[Stored items]
★ ★ ★ ★
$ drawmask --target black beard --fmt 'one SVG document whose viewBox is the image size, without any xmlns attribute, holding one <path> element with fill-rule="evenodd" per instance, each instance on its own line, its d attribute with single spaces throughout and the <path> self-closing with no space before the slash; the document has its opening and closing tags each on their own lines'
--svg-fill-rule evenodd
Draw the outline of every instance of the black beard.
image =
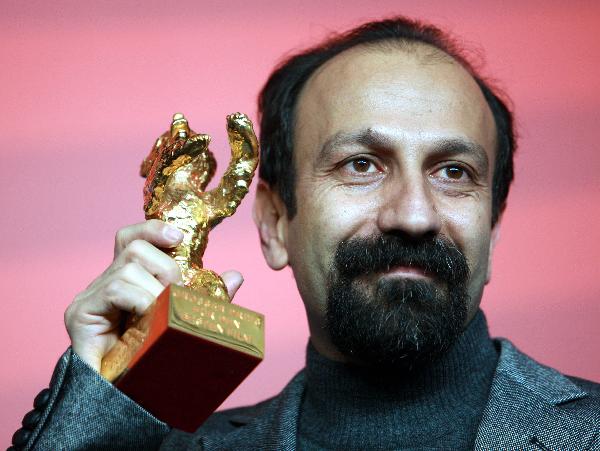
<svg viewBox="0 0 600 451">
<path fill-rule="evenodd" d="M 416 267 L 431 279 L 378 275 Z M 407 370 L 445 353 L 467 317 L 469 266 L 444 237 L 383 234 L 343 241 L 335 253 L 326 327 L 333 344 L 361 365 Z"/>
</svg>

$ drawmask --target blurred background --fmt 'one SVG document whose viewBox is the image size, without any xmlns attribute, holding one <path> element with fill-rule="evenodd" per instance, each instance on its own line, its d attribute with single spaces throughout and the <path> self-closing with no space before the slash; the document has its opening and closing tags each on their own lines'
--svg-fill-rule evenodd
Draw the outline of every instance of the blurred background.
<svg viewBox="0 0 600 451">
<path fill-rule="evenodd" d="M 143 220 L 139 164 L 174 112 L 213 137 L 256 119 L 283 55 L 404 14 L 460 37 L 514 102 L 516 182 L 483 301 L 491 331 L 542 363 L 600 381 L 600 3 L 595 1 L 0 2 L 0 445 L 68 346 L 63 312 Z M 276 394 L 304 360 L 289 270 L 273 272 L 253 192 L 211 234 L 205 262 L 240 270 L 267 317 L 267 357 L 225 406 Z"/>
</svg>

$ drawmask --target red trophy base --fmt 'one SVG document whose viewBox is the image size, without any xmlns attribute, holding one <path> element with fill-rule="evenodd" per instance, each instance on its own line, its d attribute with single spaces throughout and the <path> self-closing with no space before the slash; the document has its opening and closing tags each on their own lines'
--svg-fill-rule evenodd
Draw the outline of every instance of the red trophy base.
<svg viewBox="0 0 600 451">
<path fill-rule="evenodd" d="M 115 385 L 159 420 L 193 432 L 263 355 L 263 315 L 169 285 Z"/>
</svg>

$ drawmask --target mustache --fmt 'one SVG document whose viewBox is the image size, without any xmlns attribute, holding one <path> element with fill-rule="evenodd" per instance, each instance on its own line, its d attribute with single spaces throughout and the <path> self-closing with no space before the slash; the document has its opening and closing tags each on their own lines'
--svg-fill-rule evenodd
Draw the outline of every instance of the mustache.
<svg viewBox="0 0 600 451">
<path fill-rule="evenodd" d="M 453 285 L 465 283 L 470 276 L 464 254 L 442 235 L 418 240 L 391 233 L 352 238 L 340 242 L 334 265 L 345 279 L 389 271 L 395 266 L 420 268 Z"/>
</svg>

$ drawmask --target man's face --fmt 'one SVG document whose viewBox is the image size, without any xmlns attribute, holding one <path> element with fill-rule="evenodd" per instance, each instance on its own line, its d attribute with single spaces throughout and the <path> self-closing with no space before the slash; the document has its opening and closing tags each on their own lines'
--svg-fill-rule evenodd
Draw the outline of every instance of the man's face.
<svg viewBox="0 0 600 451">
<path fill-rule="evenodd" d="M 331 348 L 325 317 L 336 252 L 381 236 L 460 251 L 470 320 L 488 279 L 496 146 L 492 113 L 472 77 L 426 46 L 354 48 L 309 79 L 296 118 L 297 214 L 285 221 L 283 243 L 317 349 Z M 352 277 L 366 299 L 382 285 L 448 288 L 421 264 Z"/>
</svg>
★ ★ ★ ★
### Action item
Where a line in the records above contains the word "black", copy that line.

### Finished exercise
$ drawmask --target black beard --fmt 'one SVG document whose viewBox is the image size, without any xmlns attribute, holding one <path> element with fill-rule="evenodd" per instance, each instance on its own line, its d attribute with single spaces throughout and the <path> self-closing with no space before the slash; the document has its opening and closing tags each on their own lines'
Draw the outline of every instance of the black beard.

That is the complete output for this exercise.